◆ **Provided material**

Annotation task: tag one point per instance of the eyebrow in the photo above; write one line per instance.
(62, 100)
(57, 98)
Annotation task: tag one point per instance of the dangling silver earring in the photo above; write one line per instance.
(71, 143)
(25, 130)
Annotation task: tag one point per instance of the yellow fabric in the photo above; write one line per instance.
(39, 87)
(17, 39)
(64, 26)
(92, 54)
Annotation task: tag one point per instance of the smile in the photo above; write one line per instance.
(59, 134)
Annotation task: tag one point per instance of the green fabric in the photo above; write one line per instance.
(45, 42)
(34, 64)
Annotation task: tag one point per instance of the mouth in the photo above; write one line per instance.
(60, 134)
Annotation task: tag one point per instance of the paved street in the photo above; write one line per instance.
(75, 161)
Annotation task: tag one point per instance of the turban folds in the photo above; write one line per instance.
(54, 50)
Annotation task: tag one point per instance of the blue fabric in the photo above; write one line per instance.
==
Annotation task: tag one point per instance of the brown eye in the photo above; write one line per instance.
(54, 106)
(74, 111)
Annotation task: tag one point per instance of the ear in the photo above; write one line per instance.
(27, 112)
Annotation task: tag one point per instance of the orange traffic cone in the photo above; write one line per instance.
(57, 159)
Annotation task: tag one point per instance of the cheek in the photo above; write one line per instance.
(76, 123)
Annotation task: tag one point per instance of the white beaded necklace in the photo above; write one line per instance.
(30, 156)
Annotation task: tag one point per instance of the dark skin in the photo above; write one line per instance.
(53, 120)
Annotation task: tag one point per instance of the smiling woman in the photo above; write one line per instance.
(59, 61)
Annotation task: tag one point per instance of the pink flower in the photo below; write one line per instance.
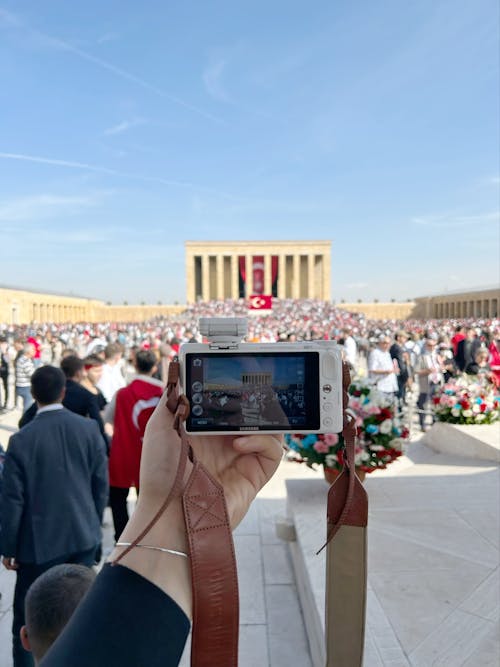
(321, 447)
* * *
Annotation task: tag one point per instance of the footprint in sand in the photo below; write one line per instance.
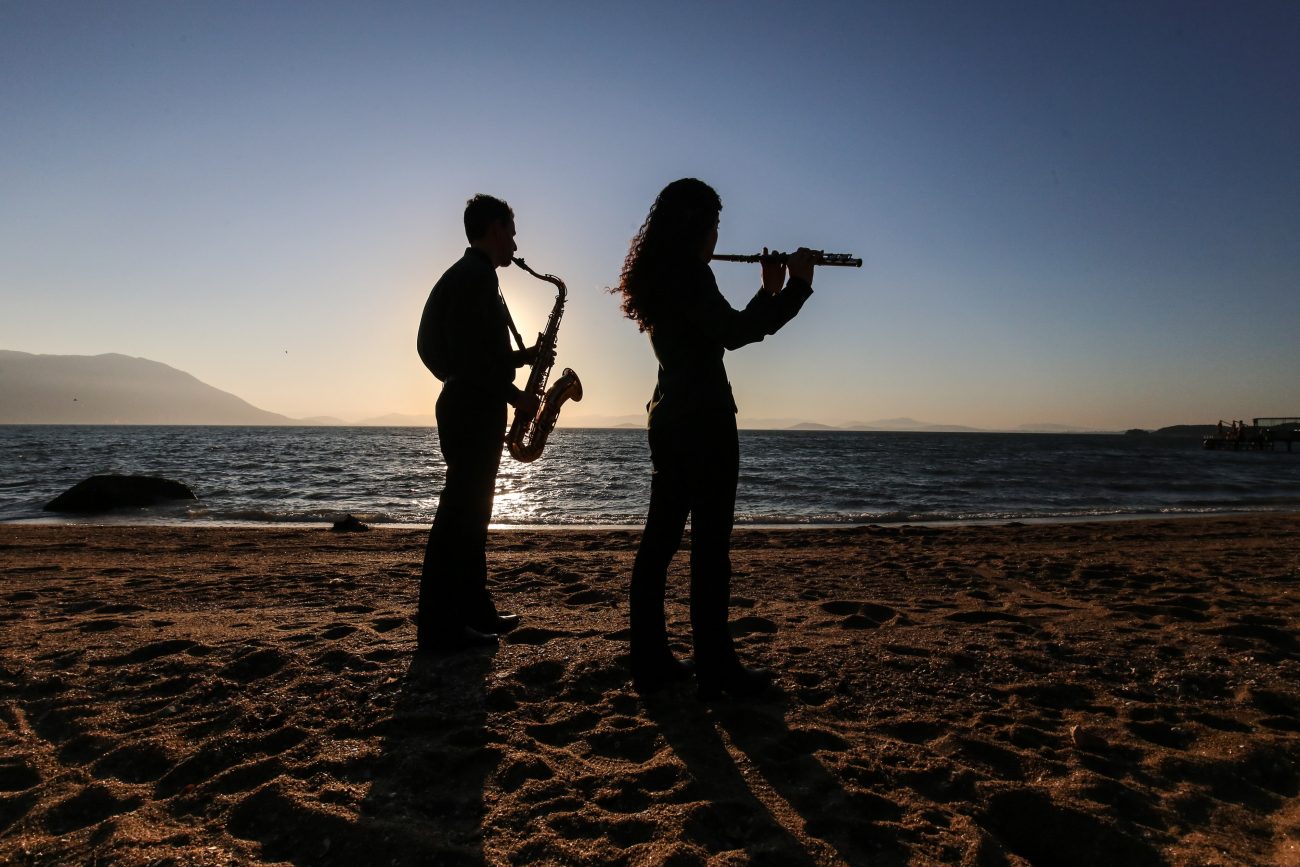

◆ **Job**
Substitute "cloth" for "fabric" throughout the lines starting with the one that contains "Annotation task: tag one point per instance of the eyebrow" and going on through the one that contains "Annotation task: tag one point per instance of the blue", and give only those lines back with nothing else changed.

◆ **Answer for the task**
Annotation task: tag one point per instance of the eyebrow in the photo above; write one line per instance.
(62, 100)
(57, 98)
Annotation task: tag one point per instance of the dangling silver earring in the photo above; write one line per instance.
(71, 143)
(25, 130)
Annotation task: tag one point per instance of the yellow cloth in the photo above; write one line per instance.
(39, 87)
(17, 39)
(64, 26)
(92, 54)
Annotation task: tag one point per instance of the smile in the photo above; write one line per instance.
(59, 134)
Annotation task: tag one point per instance of the green cloth in the photo above; write one line per instance.
(45, 42)
(34, 64)
Annotation task: tag one point per instance of the mouth in the photo above; write one line per instance.
(60, 134)
Annotation task: tag one point per instance of the paved street in the photo above; write one line per instance.
(75, 161)
Annotation task: tag one point per instance of the turban folds in the photo above; write one line per instance.
(54, 50)
Annotation task: tag one point per instance of the blue cloth in the photo above; write one line per instance.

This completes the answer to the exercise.